▶ TEXT PASSAGE
((
# hissing noise from steering column...



## fourseasonspm (Dec 6, 2007)

Hi all-
I have an '03 Ram 2500 . I've recently had my power steering pump and lines replaced due to leaking, and now I have an annoying hiss that I can hear loud and clear inside the cab. The hiss is constant when the wheel is straight, and disappears whenever I turn the wheel slightly in either direction. It seems as if the rubber wall that the steering column passes through isn't sealing tight enough, and is letting that noise through but it's hard to tell. The mechanic that did the work said that he didn't hear any noise that wasn't normal, but I know it's not supposed to be so loud inside the cab. Anyone else have any similar problems? Thanks!


----------



## DaySpring Services (Feb 1, 2005)

Did you make sure your fluid level is up? Could also be air trapped in a line.


----------



## RacingZR (Nov 14, 2009)

It may be completely unrelated, some of the Dodge guys on here will know.
But there is a recall that came out this April for the power steeering on these 3rd generation rams. It's a safety recall, so dealers definitely know about it.


----------



## sno commander (Oct 16, 2007)

take it back to your mech something aint right only fords make that noise


----------



## rjnjr1019 (Nov 18, 2008)

i have a 05 and never heard about no recall


----------



## fourseasonspm (Dec 6, 2007)
))
▶ YOUR TASKS
- a) In the forum thread about the steering column hiss, write out the text starting at "## RacingZR (Nov" and ending at "(Oct 16, 2007)".
- b) According to the forum thread about the steering column hiss, what makes the hiss disappear?
- c) List every username that posts in the forum thread about the steering column hiss.

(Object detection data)
((
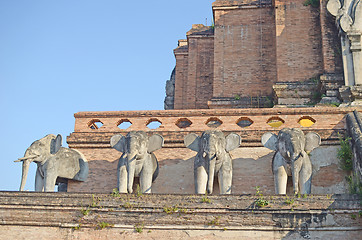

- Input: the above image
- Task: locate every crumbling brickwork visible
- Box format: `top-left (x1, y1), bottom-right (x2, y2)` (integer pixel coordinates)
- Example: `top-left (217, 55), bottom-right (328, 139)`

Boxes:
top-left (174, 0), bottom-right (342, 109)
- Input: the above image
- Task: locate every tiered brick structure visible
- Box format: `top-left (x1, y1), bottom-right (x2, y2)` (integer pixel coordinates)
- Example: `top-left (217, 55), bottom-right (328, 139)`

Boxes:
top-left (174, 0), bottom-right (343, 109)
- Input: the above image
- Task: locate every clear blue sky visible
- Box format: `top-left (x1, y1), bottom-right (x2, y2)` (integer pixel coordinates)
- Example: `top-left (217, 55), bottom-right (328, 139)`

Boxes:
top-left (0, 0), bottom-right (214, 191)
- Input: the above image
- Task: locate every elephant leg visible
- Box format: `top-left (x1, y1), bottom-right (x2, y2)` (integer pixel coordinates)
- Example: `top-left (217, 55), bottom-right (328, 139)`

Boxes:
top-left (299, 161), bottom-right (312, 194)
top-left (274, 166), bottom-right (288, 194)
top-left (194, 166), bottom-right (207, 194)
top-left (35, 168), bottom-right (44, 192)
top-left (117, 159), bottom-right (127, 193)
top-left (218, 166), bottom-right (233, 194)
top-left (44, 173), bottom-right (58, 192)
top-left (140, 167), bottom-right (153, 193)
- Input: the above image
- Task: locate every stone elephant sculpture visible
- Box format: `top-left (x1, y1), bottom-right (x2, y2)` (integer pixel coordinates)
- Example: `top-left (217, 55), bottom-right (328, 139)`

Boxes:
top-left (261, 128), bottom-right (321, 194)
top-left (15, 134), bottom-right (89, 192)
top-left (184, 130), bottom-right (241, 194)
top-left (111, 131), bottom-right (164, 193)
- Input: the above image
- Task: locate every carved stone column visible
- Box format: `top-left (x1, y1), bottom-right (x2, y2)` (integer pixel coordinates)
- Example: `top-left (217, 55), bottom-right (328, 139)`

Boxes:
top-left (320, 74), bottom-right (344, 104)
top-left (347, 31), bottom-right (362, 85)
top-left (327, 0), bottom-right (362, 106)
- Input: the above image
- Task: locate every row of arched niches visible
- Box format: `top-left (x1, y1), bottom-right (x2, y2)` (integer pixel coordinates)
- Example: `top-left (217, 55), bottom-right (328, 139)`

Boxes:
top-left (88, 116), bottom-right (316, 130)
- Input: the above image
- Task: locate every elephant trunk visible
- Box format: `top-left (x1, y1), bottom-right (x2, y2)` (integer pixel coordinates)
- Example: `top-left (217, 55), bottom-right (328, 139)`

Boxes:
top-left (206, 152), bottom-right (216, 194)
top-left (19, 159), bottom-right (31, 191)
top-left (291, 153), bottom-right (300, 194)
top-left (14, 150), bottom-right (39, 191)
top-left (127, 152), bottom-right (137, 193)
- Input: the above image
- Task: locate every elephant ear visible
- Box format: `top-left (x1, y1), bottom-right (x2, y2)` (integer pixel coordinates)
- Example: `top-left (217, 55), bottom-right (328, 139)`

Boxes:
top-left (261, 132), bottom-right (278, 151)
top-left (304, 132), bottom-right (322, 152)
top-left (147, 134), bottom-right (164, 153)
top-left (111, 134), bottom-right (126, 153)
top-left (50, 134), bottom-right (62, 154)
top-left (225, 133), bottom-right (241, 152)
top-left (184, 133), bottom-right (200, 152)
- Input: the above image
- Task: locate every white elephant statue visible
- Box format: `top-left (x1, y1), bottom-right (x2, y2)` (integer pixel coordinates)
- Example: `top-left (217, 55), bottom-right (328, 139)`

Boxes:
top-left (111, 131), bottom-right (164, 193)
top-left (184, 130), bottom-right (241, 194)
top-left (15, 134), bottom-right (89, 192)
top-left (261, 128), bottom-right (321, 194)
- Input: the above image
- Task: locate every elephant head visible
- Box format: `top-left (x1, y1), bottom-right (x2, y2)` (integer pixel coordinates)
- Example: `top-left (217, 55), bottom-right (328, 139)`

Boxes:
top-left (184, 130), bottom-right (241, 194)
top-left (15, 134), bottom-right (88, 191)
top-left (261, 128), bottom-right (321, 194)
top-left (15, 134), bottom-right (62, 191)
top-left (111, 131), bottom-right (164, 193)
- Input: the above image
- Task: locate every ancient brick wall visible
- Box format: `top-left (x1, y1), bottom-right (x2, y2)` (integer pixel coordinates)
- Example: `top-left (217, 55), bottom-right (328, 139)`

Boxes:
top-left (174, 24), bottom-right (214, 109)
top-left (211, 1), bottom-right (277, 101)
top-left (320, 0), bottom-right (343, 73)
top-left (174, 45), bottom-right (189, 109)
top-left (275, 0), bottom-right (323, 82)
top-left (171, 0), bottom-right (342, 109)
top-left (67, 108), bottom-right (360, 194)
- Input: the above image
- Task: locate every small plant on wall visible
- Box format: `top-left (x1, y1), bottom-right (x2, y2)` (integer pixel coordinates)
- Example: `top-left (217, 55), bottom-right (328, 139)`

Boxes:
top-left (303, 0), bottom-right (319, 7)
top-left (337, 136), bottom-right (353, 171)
))
▶ ANSWERS PROVIDED
- a)
## RacingZR (Nov 14, 2009)

It may be completely unrelated, some of the Dodge guys on here will know.
But there is a recall that came out this April for the power steeering on these 3rd generation rams. It's a safety recall, so dealers definitely know about it.


----------



## sno commander (Oct 16, 2007)

- b) Turning the wheel slightly in either direction makes the hiss disappear.

- c) fourseasonspm, DaySpring Services, RacingZR, sno commander, rjnjr1019